* _Document passage_:
·····

It is Monday, and it is MORNING EDITION from NPR News. I'm David Greene. The director of the FBI serves a 10-year term - longer than the president who appointed him, longer than any other member of the national security establishment. This is designed to insulate the FBI from political influence, and it gives the Bureau's leader time to put his stamp on an agency that disrupts terror plots and roots out corruption. NPR's Carrie Johnson recently caught up with FBI director Jim Comey as he greeted the first class of new recruits hired on his watch.

CALEB JOHNSON: Jim Comey emerges from a curtained backroom to greet his audience "Tonight Show" style.

(SOUNDBITE OF ARCHIVED RECORDING)

JIM COMEY: I feel like a talk show host.

(LAUGHTER)

JOHNSON: Fifty new agents all clad in dark suits sit in the front rows of an auditorium at the FBI Academy in Quantico, Virginia. A couple dozen more intelligence analysts in training watch, too.

(SOUNDBITE OF ARCHIVED RECORDING)

COMEY: You couldn't get here soon enough. As you know, this great university of ours has been closed, and we've been working like crazy to get it open for you.

JOHNSON: They're Comey's first class of recruits.

JOHNSON: After his with chat trainees, I ask the FBI director what he does off the clock to stay centered. One answer, he and his wife have been helping as emergency foster parents.

COMEY: A little boy who came to us, born a month premature in a homeless shelter to a drug-addicted mother, born in very, very difficult circumstances. So we got him right out of the hospital.

JOHNSON: The baby's doing well. He's been placed with an adoptive mom. Comey and his wife, Patrice, still watch the boy a couple times a week.

COMEY: We've stayed very close. We'll look after him his whole life. It's just why this work is so rewarding. It is absolutely true that as a foster parent, you in a lot of ways get a lot more out of it than you put into it.

·····

* _Saved items_:
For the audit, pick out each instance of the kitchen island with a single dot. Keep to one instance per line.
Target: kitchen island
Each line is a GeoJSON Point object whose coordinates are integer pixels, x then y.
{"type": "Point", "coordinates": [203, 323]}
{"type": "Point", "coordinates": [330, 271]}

·····

Decide whether each statement agrees with the FBI transcript, answering yes or no and quoting the words that settle it: (a) The FBI director serves a 10-year term. (b) The new agents sit in the back rows of the auditorium. (c) The baby has been placed with an adoptive mom. Rely only on the FBI transcript for your answers.

* _Response_:
(a) Yes: "The director of the FBI serves a 10-year term"
(b) No: "sit in the front rows of an auditorium"
(c) Yes: "He's been placed with an adoptive mom."